EXERCISE INSTRUCTIONS:
a. Return word for word the part of the ACL recovery advice starting with "- Perseverance: Through" and going on through "your physical capabilities.".
b. Supply the next part of the ACL surgery recovery advice, picking up after its last sentence.

DOCUMENT EXCERPT:
== == ==
And so, here are my final words of advise to anyone who has undergone (or is about to undergo) ACL surgery Well, not so much ‘words of advice’, but more ‘qualities that you should develop’ for a positive and speedy recovery:
- Acceptance: You need to accept that you’re going to be immobile and shit for a while. Your team mates will steam ahead of you, and you’ll be incapable of training for a few months. But that doesn’t mean you’re incapable of doing everything! And it you work on your exercises, you can be back on the mat within 6 months for light drills with non-spazzy training partners.
- Perseverance: Through the exercises and the negative ‘feeling-sorry-for-yourself’ moments. You get out what you put in. Your mental approach really can determine your physical capabilities.
== == ==
MATERIAL SUPPLIED:
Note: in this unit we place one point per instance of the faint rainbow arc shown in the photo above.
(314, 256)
== == ==
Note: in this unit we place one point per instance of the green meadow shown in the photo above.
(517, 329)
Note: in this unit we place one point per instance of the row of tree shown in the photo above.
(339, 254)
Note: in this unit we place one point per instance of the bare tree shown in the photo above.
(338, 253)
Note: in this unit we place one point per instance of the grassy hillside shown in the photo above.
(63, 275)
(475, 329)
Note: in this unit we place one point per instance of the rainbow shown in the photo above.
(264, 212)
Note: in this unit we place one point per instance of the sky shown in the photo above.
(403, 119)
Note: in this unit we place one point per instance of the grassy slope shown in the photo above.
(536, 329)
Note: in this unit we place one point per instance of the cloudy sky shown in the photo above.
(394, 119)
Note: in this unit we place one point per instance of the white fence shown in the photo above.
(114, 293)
== == ==
TASK RESPONSES:
a.
- Perseverance: Through the exercises and the negative ‘feeling-sorry-for-yourself’ moments. You get out what you put in. Your mental approach really can determine your physical capabilities.

b.
- Selfishness: A weird one! But it’s vital when the time comes to start training again. Have a chat with your coach beforehand, but hand select the people you want to drill with. And do the same for when the time comes to start rolling. You’re doing this for a legitimate reason. Not because you’re just being a prick 🙂
- EGOLESSNESSnessness..: When you finally start rolling again, you’re going to find yourself giving up positions because your bridging isn’t as strong, or your hooks can’t lift as well, or your cardio might be shit for a while. Sorry, but that’s how it will be for a while. You’re not going to be at your best. So don’t go full force trying to sweep, or maintain a position, as you risk tweaking something. If you can’t pull something off, let it go. Give up the position. It’s helped with my defense massively! Haaa.
- Consciousness: Not in a weird aura hippy way- but being conscious of your body and how it feels and moves. It has helped me massively as I’m more aware of where my body is, and if my leg is bent/twisted a funny way I’ll just tap rather than struggle to untangle myself. You can always drill an escape to something with the same person after you’ve rolled.
I guess this brings me to the end of my post ACL blog. I will continue to update on my recovery, but on a quarterly basis. I have lots of plans for SHEBEASTBJJ.COM so keep an eye out for details soon!
Final note: I’d like to say a massive thank-you to everyone who has shown me support and encouragement throughout my recovery. I’ve mentioned it before, but the Jiu Jitsu community is amazing. The number of people who have messaged just to wish me well, or offer me advice has been overwhelming, and I’ll be forever thankful.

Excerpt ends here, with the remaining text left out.